▸ **Work to complete**
[1] In the essay "Hope Studded Uncertainty" below, why does the writer fear certainty even more than the unknown? Answer in one to three sentences.
[2] According to the essay "Hope Studded Uncertainty" below, when did the writer first coin the three-word term?

▸ **Quoted text**
Part 1: Hope Studded Uncertainty
I first coined this three-word term one evening, in either September or October of 2015, out of frustration.
I’d been asked the question “What are you going to be doing?” a lot that day — and the days before this — in regards to my future, and I was tired of saying “I don’t know.” I didn’t, but that wasn’t the point — the point was the look on their faces, the half-nod they would give that screamed of doubt, and the way they all said a variation of “That’s alright; you’ll figure it out.”
They offered words of comfort, and I remember thinking Did I say not knowing was bad? I hadn’t. I hadn’t once mentioned that me not knowing was a problem, but I always accept their condolences with a smile, a nod, and a half-hearted ‘thank you’.
I don’t know when it began to irk me; all I know is that one moment I couldn’t care less and the next I was dissatisfied with my answer, knowing I could give them more — an explanation to why it was alright, and that no, I didn’t need to figure it out in order to be alright. So I sat down and, on my phone, typed out what I would say to anyone who asked me the question if I didn’t have restraint.
This was the result:
I fear the unknown.
I fear looking at my future and seeing nothing. I fear not knowing what lies ahead. What will I do? What can I do? I don’t know. I also fear those words, because it means ambiguity — unclear meaning, direction, purpose.
But as much as I fear that, I fear certainty more. I don’t like plans. I don’t like having things laid out neatly. Go to University. Study. Get a job. Work. Earn money. Meet a guy. Get married. Have kids. Have grandkids. Die.
It’s constricting — it’s like a prison of my own making, four walls blocking me in when there’s a whole universe of possibilities out there.

▸ **Recorded data**
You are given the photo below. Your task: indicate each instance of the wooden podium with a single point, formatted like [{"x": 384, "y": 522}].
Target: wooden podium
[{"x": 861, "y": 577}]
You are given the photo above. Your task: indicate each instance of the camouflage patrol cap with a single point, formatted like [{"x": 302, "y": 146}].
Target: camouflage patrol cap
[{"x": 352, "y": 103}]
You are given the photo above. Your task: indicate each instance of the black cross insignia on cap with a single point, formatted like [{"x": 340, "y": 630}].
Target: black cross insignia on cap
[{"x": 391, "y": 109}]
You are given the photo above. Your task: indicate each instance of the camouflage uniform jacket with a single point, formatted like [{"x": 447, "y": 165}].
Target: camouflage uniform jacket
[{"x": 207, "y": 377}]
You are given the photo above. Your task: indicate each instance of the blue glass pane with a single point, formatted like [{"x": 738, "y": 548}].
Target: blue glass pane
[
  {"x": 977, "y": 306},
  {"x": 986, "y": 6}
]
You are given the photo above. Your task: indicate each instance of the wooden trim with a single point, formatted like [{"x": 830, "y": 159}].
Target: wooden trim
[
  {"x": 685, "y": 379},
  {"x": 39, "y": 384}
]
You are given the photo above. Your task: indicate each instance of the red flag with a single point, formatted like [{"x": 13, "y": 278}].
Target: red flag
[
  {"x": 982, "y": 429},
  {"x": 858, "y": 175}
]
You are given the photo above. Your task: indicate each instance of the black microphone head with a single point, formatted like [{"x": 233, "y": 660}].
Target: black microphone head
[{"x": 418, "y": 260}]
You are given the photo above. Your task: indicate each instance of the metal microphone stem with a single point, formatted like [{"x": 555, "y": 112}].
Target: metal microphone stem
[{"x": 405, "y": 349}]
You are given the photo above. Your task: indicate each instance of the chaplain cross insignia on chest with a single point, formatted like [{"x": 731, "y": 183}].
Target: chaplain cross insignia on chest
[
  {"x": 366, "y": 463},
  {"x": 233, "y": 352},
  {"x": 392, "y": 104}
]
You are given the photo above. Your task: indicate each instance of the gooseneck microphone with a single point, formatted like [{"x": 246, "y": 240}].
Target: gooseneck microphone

▸ **Completed exercise**
[1] The writer dislikes plans and having life laid out neatly, from university to a job, marriage, children and death. Such certainty feels constricting, like a prison of one's own making whose four walls block the writer in when a whole universe of possibilities exists.

[2] One evening in either September or October of 2015.